### SOURCE TEXT
· · · · · · ·
The ghosts are friendly, Phinney assures, and Elaine’s has hosted plenty of ghost hunting weekends for guests. If that doesn’t put you in a Halloween mood, Elaine’s also goes all out for the holiday, with ghoulish decorations and spooky lighting. Elaine’s is hosting a “drunken pumpkin carving” party on Oct. 28 and a costume party on Oct. 30. Stop by for a drink at one of its spacious bars and a bite to eat (and perhaps leave with a paranormal experience of your own).
Go: 513 Lafayette St., Cape May; 609-884-1199, facebook.com/ElainesCapeMayNJ.
Emily’s, Ocean City
The Flanders Hotel has embraced its ghostly resident. So much so that its restaurant is named after her: Emily’s. Who is Emily? We’re not sure. The most enduring myth is that she’s a bride searching for her engagement ring. Flanders hosts plenty of weddings, and employees have said Emily will often show herself to the brides, and usually seems to be searching for something.
But some say she’s a mother looking for her child that died of hypothermia. Others think she was an employee at the Flanders when it opened in the ‘20s who killed herself after her aristocratic lover refused to marry her.
Regardless of who Emily is, you can look at a portrait of her — a woman in a white dress with long hair — done by Tony Troy, which hangs in the hotel.
Go: 719 E. 11th St., Ocean City; 609-399-1000, theflandershotel.com.
· · · · · · ·
### EXCERPTED DATA
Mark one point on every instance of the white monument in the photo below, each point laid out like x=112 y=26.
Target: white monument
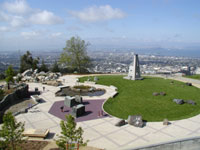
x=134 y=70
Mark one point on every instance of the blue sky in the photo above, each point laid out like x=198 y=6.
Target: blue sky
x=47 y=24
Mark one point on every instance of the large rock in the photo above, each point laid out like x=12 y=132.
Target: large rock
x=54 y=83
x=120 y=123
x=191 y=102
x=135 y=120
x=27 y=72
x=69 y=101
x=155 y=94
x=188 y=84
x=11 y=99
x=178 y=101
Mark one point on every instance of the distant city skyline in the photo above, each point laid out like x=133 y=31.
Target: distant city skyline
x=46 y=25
· · · · · · ·
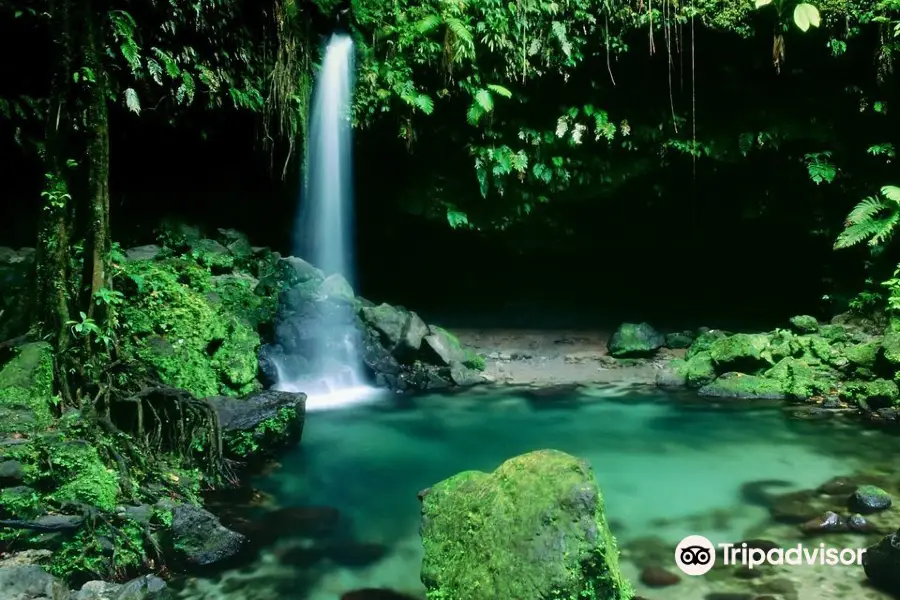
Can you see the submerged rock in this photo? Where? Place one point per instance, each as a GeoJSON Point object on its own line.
· · · · · · ·
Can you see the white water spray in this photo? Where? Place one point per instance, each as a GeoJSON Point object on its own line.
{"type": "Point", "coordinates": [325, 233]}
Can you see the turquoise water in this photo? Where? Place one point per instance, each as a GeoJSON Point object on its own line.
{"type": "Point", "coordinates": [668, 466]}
· · · · · · ·
### YOUR TASKS
**a)** Reproduce the part of the haunted-restaurant text that opens with the words containing "The ghosts are" and closes with "May; 609-884-1199, facebook.com/ElainesCapeMayNJ.".
**b)** Please rewrite the paragraph of the haunted-restaurant text beginning "The Flanders Hotel has embraced its ghostly resident" as a short list, keeping its main facts.
**c)** Based on the haunted-restaurant text, say whether each statement agrees with it. Answer yes or no, and quote the deciding words.
(i) Elaine's holds a costume party on Oct. 30.
(ii) Phinney did the portrait of Emily.
(iii) Elaine's is in Ocean City.

### SOLUTION LIST
**a)**
The ghosts are friendly, Phinney assures, and Elaine’s has hosted plenty of ghost hunting weekends for guests. If that doesn’t put you in a Halloween mood, Elaine’s also goes all out for the holiday, with ghoulish decorations and spooky lighting. Elaine’s is hosting a “drunken pumpkin carving” party on Oct. 28 and a costume party on Oct. 30. Stop by for a drink at one of its spacious bars and a bite to eat (and perhaps leave with a paranormal experience of your own).
Go: 513 Lafayette St., Cape May; 609-884-1199, facebook.com/ElainesCapeMayNJ.

**b)**
- The Flanders Hotel's restaurant, Emily's, is named after the hotel's ghostly resident.
- Who Emily is remains uncertain.
- The most enduring myth says she is a bride searching for her engagement ring.
- The hotel hosts many weddings, and employees say Emily often shows herself to brides and usually seems to be searching for something.

**c)**
(i) Yes: "a costume party on Oct. 30"
(ii) No: "done by Tony Troy"
(iii) No: "513 Lafayette St., Cape May"